Your objective: Please copy the material between the lines holding "Tag blue sneaker in this screenshot." and "80, 664, 183]]", inclusive, switching "concrete floor" to "cement floor" and leaving all else unchanged.

━━ Given data

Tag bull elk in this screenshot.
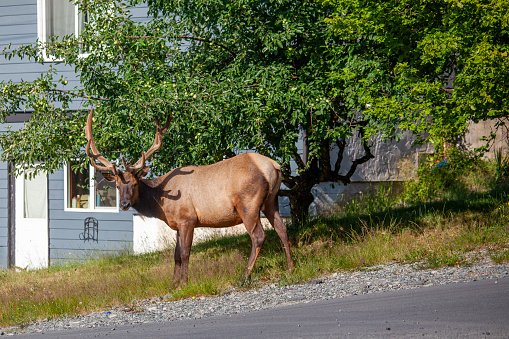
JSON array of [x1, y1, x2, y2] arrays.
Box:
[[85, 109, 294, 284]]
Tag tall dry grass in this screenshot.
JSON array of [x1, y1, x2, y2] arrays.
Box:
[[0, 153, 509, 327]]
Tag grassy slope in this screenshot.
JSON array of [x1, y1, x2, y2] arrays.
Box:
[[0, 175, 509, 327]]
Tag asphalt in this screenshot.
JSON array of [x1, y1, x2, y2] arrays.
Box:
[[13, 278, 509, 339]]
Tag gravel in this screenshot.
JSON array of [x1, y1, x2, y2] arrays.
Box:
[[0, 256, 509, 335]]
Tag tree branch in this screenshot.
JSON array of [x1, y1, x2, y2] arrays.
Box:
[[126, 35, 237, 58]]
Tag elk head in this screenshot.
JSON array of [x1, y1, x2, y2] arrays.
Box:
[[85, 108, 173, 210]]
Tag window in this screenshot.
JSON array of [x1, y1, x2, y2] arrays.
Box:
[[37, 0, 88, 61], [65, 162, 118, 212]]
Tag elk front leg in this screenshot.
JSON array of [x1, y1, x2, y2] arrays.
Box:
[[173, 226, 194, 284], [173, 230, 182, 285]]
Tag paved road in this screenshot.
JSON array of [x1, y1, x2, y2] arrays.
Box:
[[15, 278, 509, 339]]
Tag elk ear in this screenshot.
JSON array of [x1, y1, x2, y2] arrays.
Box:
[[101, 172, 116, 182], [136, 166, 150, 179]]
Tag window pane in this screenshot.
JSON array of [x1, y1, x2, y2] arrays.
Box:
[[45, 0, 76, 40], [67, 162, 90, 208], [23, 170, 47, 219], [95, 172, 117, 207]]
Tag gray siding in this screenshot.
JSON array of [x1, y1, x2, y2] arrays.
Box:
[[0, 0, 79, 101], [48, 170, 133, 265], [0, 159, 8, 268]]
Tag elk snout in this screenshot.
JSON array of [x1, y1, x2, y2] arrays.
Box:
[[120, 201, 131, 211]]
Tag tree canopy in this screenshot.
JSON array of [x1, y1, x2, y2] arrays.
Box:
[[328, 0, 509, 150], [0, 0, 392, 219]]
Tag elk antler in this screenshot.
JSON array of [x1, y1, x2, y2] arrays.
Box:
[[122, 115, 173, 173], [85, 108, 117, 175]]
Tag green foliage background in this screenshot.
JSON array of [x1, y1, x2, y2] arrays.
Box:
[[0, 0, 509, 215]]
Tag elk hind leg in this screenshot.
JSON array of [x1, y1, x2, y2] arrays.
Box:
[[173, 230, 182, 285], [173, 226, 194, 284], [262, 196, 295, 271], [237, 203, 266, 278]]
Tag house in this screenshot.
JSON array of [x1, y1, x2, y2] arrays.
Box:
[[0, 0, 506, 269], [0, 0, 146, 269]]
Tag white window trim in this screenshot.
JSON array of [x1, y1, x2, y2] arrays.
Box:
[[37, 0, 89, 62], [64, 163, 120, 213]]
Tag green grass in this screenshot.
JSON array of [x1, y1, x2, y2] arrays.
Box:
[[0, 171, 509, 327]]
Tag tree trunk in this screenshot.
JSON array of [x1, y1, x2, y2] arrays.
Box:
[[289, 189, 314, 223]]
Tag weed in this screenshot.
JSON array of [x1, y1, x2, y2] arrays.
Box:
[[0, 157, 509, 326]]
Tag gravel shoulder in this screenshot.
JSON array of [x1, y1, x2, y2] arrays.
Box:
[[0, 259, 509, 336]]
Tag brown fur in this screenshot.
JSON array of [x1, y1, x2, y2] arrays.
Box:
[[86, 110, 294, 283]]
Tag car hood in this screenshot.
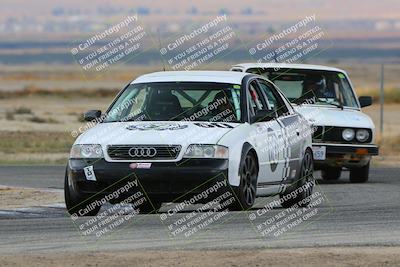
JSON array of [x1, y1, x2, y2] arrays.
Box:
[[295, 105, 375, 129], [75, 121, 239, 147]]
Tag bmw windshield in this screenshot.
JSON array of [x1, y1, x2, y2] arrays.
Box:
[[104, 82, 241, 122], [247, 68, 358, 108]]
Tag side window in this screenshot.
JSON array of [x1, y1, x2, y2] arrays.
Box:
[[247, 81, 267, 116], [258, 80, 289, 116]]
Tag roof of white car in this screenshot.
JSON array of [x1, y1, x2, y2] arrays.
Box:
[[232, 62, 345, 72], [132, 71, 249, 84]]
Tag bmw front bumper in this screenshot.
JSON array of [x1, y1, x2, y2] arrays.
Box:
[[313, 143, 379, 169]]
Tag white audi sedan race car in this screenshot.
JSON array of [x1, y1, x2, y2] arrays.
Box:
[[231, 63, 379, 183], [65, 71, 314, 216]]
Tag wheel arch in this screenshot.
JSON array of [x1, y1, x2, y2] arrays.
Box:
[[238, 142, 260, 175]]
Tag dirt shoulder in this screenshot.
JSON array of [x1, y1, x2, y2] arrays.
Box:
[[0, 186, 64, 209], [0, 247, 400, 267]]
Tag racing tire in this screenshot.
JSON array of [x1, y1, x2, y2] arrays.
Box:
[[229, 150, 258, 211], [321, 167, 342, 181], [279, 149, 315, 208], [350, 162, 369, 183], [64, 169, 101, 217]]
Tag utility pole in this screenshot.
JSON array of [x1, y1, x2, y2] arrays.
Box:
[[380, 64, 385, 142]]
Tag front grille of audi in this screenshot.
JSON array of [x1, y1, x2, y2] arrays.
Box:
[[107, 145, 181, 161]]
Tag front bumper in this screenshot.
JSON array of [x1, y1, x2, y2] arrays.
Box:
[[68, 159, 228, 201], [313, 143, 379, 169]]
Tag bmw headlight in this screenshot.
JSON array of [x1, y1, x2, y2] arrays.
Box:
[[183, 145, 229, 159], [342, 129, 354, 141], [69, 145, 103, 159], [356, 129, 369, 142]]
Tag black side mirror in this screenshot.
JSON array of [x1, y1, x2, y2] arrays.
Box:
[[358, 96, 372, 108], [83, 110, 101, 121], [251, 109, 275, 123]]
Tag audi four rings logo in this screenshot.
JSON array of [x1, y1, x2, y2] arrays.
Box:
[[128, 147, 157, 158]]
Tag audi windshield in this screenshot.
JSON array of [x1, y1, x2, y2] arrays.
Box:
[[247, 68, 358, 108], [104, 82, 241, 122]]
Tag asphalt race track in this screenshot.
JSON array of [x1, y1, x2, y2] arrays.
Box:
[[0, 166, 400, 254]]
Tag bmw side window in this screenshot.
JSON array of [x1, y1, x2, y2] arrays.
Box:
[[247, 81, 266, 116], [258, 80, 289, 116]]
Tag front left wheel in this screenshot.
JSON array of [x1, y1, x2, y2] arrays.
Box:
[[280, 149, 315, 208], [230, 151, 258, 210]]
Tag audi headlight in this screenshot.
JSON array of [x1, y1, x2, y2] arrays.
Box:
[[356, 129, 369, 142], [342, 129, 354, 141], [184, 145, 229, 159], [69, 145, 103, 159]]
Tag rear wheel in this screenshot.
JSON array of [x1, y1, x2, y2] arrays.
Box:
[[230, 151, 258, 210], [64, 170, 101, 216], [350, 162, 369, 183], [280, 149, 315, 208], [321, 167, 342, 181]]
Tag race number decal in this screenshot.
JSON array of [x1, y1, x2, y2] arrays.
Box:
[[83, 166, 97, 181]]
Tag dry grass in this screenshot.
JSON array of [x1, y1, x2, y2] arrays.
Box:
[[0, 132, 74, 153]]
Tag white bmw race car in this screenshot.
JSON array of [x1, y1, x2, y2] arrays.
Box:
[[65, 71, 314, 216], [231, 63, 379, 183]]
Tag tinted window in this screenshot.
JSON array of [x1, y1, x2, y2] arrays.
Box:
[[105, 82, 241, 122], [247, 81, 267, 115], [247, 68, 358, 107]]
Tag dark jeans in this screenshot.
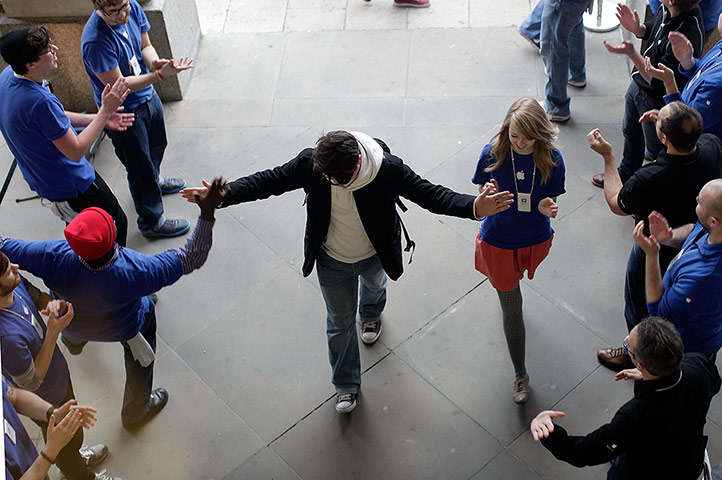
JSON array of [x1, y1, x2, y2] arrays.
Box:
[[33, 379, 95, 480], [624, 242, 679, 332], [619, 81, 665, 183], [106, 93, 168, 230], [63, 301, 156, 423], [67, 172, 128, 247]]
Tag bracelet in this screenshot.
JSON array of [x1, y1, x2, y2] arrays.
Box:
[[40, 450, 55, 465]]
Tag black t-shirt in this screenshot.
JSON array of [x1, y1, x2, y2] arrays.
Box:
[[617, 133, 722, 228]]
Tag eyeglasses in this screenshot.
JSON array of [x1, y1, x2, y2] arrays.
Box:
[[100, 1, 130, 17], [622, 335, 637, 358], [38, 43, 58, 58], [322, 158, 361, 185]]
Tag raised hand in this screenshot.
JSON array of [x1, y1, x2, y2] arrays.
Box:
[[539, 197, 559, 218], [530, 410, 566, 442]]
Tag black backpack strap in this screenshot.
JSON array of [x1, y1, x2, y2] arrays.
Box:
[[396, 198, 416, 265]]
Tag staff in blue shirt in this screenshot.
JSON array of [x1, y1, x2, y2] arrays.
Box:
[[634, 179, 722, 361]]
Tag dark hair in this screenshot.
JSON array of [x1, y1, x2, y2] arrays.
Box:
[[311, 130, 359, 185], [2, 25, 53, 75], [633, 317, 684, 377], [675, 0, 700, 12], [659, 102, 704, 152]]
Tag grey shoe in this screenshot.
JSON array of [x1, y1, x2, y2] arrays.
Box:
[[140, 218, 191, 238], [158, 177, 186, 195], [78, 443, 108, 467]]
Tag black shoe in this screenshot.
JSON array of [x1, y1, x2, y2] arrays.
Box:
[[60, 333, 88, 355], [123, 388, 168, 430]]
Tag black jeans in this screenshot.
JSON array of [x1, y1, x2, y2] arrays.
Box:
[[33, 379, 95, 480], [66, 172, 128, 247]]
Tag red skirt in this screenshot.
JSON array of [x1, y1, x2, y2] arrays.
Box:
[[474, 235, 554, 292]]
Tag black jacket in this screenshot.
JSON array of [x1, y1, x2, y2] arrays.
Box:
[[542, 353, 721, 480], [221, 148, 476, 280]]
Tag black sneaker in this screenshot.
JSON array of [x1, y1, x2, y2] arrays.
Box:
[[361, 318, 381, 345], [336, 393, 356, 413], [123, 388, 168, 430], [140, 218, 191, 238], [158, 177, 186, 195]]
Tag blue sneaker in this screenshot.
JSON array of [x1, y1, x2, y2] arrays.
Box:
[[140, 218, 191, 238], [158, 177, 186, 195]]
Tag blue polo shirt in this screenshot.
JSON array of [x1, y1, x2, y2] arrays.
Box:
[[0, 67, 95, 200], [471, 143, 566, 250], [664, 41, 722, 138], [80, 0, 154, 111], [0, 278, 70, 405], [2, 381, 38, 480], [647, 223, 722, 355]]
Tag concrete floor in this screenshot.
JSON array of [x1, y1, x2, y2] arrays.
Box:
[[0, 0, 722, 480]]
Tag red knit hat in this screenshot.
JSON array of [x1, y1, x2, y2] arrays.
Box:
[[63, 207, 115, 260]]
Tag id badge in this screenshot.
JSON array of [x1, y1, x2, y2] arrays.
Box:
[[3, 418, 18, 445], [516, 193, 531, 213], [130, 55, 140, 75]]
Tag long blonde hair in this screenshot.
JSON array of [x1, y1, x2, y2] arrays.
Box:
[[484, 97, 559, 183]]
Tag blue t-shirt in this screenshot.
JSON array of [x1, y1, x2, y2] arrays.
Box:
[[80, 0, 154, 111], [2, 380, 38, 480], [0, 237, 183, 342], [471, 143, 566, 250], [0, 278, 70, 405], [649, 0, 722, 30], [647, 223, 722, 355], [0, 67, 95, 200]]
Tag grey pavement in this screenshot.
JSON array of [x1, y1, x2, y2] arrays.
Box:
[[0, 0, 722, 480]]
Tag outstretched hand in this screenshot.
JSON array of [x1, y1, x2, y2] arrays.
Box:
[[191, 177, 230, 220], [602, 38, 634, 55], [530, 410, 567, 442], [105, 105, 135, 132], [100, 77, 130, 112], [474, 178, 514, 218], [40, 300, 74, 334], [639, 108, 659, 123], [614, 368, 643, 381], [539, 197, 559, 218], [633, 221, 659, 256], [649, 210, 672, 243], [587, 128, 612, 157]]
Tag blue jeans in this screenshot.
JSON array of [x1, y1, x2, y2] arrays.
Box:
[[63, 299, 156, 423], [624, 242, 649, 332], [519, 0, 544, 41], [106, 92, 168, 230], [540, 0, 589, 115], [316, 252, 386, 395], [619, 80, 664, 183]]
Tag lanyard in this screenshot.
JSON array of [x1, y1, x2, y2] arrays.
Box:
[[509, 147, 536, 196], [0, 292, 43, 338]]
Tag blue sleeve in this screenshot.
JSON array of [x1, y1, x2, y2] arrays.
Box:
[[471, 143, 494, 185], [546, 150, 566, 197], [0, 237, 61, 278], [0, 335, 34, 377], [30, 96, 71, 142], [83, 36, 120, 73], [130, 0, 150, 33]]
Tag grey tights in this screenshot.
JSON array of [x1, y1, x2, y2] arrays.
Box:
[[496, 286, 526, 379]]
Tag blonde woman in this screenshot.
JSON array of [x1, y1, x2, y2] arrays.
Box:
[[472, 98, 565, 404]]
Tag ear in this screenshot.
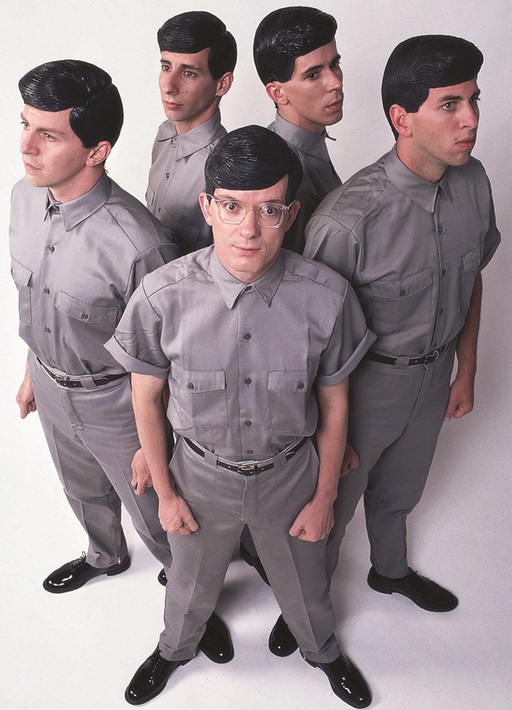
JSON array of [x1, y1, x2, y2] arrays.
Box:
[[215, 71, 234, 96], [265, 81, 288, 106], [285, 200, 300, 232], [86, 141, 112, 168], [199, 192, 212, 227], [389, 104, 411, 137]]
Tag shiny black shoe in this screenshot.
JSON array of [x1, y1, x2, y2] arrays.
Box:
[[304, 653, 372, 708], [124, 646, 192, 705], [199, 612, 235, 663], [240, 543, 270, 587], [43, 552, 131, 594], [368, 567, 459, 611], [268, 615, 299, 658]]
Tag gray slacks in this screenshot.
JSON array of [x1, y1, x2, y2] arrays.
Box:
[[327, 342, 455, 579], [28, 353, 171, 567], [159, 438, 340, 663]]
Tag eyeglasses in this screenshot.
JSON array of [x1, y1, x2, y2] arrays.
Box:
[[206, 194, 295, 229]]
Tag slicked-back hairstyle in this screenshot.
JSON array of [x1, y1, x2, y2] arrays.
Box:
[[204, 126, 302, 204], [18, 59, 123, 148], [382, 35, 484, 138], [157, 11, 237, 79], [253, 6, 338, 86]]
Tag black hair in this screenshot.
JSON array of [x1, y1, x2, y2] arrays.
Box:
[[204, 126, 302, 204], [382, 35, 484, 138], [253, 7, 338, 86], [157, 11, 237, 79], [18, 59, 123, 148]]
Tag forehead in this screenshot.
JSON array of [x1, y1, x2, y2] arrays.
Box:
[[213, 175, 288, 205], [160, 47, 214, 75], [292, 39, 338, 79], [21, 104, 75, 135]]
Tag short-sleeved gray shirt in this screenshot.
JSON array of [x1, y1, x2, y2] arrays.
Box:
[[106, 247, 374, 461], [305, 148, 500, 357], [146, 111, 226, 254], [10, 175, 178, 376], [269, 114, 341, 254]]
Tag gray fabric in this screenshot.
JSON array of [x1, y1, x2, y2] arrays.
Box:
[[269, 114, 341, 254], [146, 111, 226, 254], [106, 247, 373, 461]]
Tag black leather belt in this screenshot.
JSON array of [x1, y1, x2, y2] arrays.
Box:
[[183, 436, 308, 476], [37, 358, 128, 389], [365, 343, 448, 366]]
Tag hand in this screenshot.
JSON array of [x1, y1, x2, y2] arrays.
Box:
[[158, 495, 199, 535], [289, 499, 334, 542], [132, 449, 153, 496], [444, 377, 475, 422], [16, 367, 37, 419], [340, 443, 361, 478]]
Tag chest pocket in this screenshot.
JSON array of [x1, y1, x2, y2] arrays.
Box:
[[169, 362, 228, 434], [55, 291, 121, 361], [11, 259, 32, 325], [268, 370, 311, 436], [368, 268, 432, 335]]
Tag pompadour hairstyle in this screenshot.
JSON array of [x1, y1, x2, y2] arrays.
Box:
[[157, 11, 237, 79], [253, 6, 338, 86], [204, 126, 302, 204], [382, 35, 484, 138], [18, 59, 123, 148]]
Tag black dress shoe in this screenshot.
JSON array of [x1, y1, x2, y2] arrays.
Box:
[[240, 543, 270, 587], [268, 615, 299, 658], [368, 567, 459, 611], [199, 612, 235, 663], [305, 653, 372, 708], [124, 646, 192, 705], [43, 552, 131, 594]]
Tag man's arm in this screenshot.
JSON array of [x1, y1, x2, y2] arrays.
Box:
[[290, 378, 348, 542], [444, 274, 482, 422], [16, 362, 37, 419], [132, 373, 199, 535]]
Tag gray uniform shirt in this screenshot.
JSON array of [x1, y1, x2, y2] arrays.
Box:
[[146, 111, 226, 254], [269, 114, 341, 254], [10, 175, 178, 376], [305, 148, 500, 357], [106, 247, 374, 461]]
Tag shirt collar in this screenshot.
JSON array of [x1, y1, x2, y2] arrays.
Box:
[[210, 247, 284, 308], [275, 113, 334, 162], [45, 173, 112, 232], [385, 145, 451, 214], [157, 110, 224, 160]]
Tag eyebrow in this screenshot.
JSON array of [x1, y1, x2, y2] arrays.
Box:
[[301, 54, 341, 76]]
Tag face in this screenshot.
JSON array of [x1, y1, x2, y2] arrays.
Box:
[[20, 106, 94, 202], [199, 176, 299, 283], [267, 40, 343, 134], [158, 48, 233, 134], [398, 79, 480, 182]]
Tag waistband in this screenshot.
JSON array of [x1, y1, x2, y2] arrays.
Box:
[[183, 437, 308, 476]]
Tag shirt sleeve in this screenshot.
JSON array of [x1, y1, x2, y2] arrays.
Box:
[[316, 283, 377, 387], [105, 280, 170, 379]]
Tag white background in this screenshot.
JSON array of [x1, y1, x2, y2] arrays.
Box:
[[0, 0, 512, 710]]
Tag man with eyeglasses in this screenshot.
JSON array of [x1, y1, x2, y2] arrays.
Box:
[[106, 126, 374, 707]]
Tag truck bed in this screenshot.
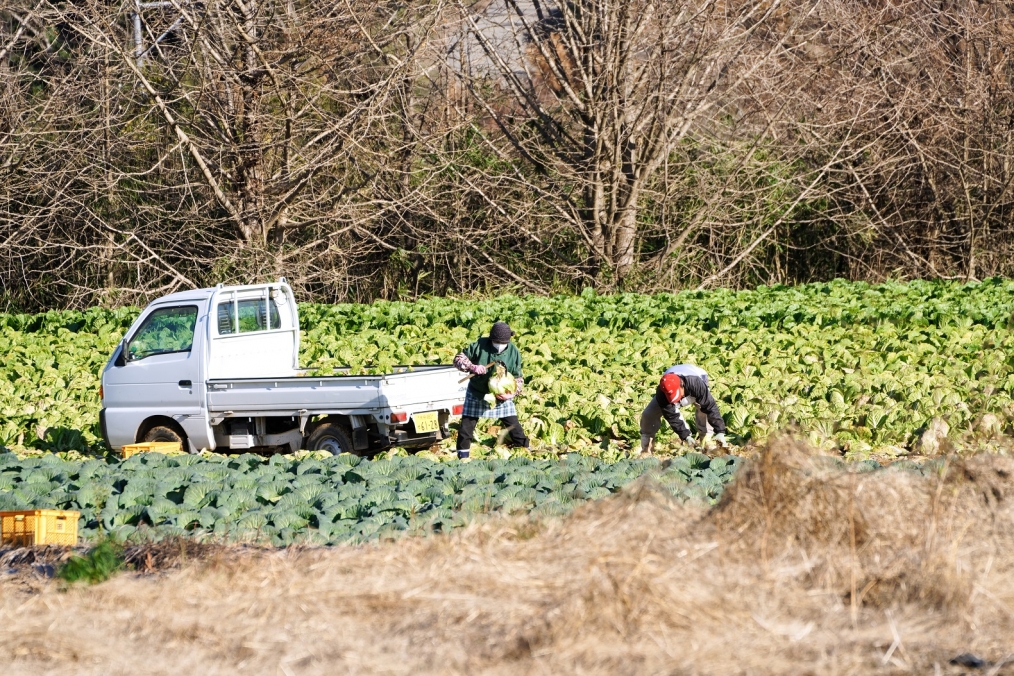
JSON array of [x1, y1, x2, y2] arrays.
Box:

━━━━

Completed task:
Tag blue sneaker in this screenshot.
JSON array of [x1, y1, x2, y2] arrays.
Box:
[[140, 218, 191, 238], [158, 177, 186, 195]]
Tag blue polo shirt in this screenshot.
JSON array of [x1, y1, x2, y2] arrays.
Box:
[[0, 67, 95, 200], [471, 143, 566, 250], [664, 41, 722, 138], [80, 0, 154, 111], [0, 278, 70, 405], [2, 381, 38, 480], [647, 223, 722, 355]]
Tag cement floor in this screenshot.
JSON array of [x1, y1, x2, y2] arrays.
Box:
[[0, 0, 722, 480]]
Tag red knit hat in this screenshot.
JSON array of [x1, y1, x2, y2] arrays.
Box:
[[63, 207, 115, 260]]
Tag id badge in this screenshot.
JSON array of [x1, y1, x2, y2] arrays.
Box:
[[3, 418, 18, 445], [516, 193, 531, 213], [130, 55, 140, 75]]
Tag long blonde hair in this screenshot.
JSON array of [x1, y1, x2, y2] arrays.
Box:
[[484, 97, 559, 183]]
Tag blue t-shirt in this screenshot.
JSON array of [x1, y1, x2, y2] arrays.
Box:
[[80, 0, 154, 111], [2, 380, 38, 480], [0, 237, 183, 342], [471, 143, 566, 250], [0, 278, 70, 405], [649, 0, 722, 30], [647, 223, 722, 355], [0, 67, 95, 200]]
Tag grey pavement in this screenshot.
JSON array of [x1, y1, x2, y2] arrays.
Box:
[[0, 0, 722, 480]]
Tag outstretched hand in this screenshot.
JSON array of [x1, y1, x2, y2] arrays.
Box:
[[191, 177, 230, 220], [602, 38, 634, 55], [530, 410, 567, 442], [105, 105, 135, 132], [100, 77, 130, 112], [474, 178, 514, 218], [40, 300, 74, 334], [639, 108, 659, 123], [614, 368, 643, 381], [539, 197, 559, 218], [633, 221, 659, 256], [649, 210, 672, 243], [587, 128, 612, 157]]
Tag blue jeans in this screenshot.
JSON array of [x1, y1, x2, y2] arrays.
Box:
[[63, 299, 156, 423], [624, 242, 649, 332], [519, 0, 544, 41], [106, 92, 168, 230], [540, 0, 589, 115], [316, 252, 386, 395], [619, 80, 664, 183]]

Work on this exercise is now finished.